# Exercise prompt
Reproduce part of the passage on snobbery word for word, starting at the words "To me being" and stopping after "for higher education?".

But some people - not all - start to look down upon people who don’t understand the difference. That is not inevitable, and I think of that as a negative quality.

To me being a snob is not knowing more about something. It’s simply thinking that because you know more about something you are better than those that don’t. In today’s world of highly specialized knowledge, why should a rocket scientist look down on a brain surgeon? Equally so, why should a highly educated person look down on a person who didn’t have the opportunity for higher education?

Snobbery is when you think you are better simply because of mere circumstance. In the end, nobody is better than any better else.

However, if someone knows something, or can do something, that I can’t, I think a compliment is in order. That doesn’t make the person a snob, necessarily.

Yes. But I have noticed that people actually like being told that they think they are better than others.

My brother’s wife is like this. She is nothing special…not overly smart, pretty or well to do, (although she is not stupid, ugly or poor).

I notice that she actually outright says, “People may consider me conceited just because I won’t allow Theresa to where anything but top designer clothes…I tell them, you’re right. Nothing but the best.”

Now why doesn’t she deny being conceited when people call her that and just say, “why yes, I like my daughter to wear designer clothes, but I have no problem with people who don’t”?

Why does she seem to relish in being thought conceited? I think secretly she likes being thought a snob. She considers it a good thing.

That is the line, whether you don’t like the other person’s choice. If you say “I prefer Grey Poupon” then you may have refined taste, but when you say “How can you say you prefer Frenches’ Yellow Mustard?!” then you are being a snob. And a tedious bore. That’s the main thing about snobs, that they think liking more expensive things is interesting or new, when even the Romans had a saying de gustibus non est disputandum, “there is not to be discussion regarding tastes”

I’ve spent a large part of my life being called a snob, not because I think I’m better than other people, but because I was very shy and quiet. Oh, and I read a lot. Obviously, that meant I thought I was slicker than shit - not that I, you know, liked to read.

So, while I certainly don’t like being called a snob, I think it says more about the people saying it than it does about me: either they’re incredibly childish and judgemental or they’re just not good at dealing with people who have different interests than them.

:dubious:
Misunderstands the word?

characteristic of false pride; having an exaggerated sense of self-importance

Otherwise, I have no idea

I sometimes describe myself as a “shy snob”. I do not mix easily with people in general. Create an aggregation through some happenstance (e.g., “We all live on this block”, or “We are all related as part of the extended Smith family”, or “We are coworkers at the Jones Corporation”) of which I am technically a part and what often happens is that a majority of the people there start thinking “us”, but I’m standing off in the corner with my back against the wall, listening and watching “them”. I don’t necessarily dislike them but I don’t want to mingle until and unless I can feel understood and recognized at least to some minor extent. What I’m usually feeling is “Please do not assume I am like you folks, that I agree with you, that I share your priorities and values and beliefs. Don’t assume I want to be included. I might, or I might in a carefully restricted sense, and I might be interested in including you in some of what I am about, for that matter, but we don’t know any of that yet”.

When I say “snob” it has nothing to do with anything as meaningless as financial status, ancestry, reputation in some other, more important community, or adherence to some body of standards of Quality other than those I’ve fabricated on my own. So there’s a bit of a “define your terms” problem here, and if that’s what you think of when you say “snob”, then no I am not one.

But the standoffishness that people perceive, and on the basis of which they may think “snob”, is real.

# Recorded information
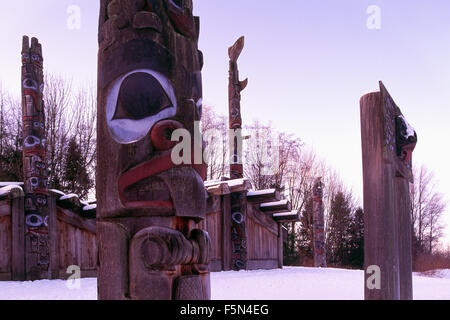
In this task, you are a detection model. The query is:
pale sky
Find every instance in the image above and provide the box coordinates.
[0,0,450,245]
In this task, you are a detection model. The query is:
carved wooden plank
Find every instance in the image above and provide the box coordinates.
[57,207,97,233]
[221,194,232,271]
[206,195,221,214]
[259,200,292,214]
[11,196,26,281]
[0,216,12,273]
[96,0,210,299]
[247,189,280,203]
[278,223,284,268]
[360,82,417,300]
[272,211,300,222]
[247,259,278,270]
[247,205,278,235]
[48,194,59,279]
[0,199,11,217]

# Exercise result
To me being a snob is not knowing more about something. It’s simply thinking that because you know more about something you are better than those that don’t. In today’s world of highly specialized knowledge, why should a rocket scientist look down on a brain surgeon? Equally so, why should a highly educated person look down on a person who didn’t have the opportunity for higher education?